_DIRECTION_
Convert the data below into a JSON list of strings, with one string for each line and no entries for blank lines.

_DATA EXTRACT_
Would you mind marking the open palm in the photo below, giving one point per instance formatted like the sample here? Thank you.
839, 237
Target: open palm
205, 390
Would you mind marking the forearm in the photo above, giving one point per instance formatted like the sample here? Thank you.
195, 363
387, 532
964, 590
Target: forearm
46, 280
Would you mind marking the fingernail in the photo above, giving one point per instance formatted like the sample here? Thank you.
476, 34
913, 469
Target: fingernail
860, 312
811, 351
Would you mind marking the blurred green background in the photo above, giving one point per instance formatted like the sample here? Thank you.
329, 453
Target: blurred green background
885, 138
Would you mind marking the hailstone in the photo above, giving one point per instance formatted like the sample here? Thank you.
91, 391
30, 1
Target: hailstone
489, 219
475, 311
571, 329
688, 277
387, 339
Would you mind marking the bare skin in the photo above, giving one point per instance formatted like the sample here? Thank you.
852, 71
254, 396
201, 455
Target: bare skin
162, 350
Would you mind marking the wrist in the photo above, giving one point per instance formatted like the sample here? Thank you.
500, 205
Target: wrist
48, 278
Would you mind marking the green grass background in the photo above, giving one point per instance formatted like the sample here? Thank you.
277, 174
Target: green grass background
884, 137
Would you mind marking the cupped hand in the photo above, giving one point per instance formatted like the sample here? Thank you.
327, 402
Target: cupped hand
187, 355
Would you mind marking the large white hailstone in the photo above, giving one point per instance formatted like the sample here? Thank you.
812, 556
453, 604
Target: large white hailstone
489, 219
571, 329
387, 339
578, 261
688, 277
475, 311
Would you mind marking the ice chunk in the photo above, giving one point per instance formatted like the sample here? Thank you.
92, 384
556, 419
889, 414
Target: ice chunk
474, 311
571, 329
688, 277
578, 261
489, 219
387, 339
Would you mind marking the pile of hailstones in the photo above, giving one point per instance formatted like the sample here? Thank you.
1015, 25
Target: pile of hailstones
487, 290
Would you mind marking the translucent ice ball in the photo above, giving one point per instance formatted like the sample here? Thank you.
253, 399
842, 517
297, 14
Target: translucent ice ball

_SOLUTION BELOW_
[
  "Would you mind marking the open palm in the photo below, giving one point per instance formatted like the sample here? Thank you.",
  "839, 237",
  "Target: open palm",
  "205, 390",
  "Would you mind marking the forearm in the photo above, giving one point per instance formatted like the sample here? Thank you.",
  "195, 363",
  "387, 532",
  "964, 590",
  "Target: forearm",
  "46, 280",
  "Would you mind marking the fingernail in the photo above, giving one point per instance formatted like the sample here? Thank you.",
  "476, 34",
  "913, 469",
  "Target: fingernail",
  "860, 312",
  "811, 351",
  "Would you mind marking the blurred green background in the photo above, giving one point per instance formatted like the sample here? Thank you.",
  "329, 453",
  "Target: blurred green background",
  "885, 138",
  "Would you mind marking the hailstone in the photo above, giving one point per instance formatted like the sample here? Thank you.",
  "91, 391",
  "30, 1",
  "Target: hailstone",
  "489, 219",
  "475, 311",
  "571, 329",
  "688, 277",
  "387, 339",
  "Would you mind marking the bare skin in the photo above, giving one point per instance formatted like the sample here? Thank you.",
  "852, 71",
  "254, 396",
  "201, 455",
  "Target: bare skin",
  "162, 350",
  "Would you mind marking the wrist in the photo above, giving one point per instance formatted like the sample here? Thank you.",
  "500, 205",
  "Target: wrist",
  "48, 278",
  "Would you mind marking the green grass background in the photo above, giving one point per instance formatted like the sample here? Thank you.",
  "277, 174",
  "Target: green grass background",
  "884, 137",
  "Would you mind marking the cupped hand in the photo above, giving one point per instance formatted like the sample here? Thank you.",
  "327, 402",
  "Target: cupped hand",
  "187, 355",
  "Would you mind marking the large white hailstone in the photo above, giving one point per instance formatted like the sample here? Thank you.",
  "812, 556",
  "453, 604",
  "Target: large white hailstone",
  "489, 219",
  "571, 329",
  "387, 339",
  "578, 261",
  "688, 277",
  "475, 311",
  "Would you mind marking the ice chunk in the photo above, giving one point per instance formatted like the sample here? Thank you.",
  "92, 384",
  "556, 419",
  "889, 414",
  "Target: ice chunk",
  "474, 311",
  "571, 329",
  "688, 277",
  "578, 261",
  "489, 219",
  "387, 339",
  "Would you mind marking the pile of hailstones in the photo above, giving one point per instance formatted like the sample here? Thank you.",
  "1015, 25",
  "Target: pile of hailstones",
  "487, 290",
  "Would you mind marking the translucent ice ball in the photo above, giving one point per instance formatted like the sample here? Thank you.",
  "253, 399",
  "842, 517",
  "297, 14",
  "Target: translucent ice ball"
]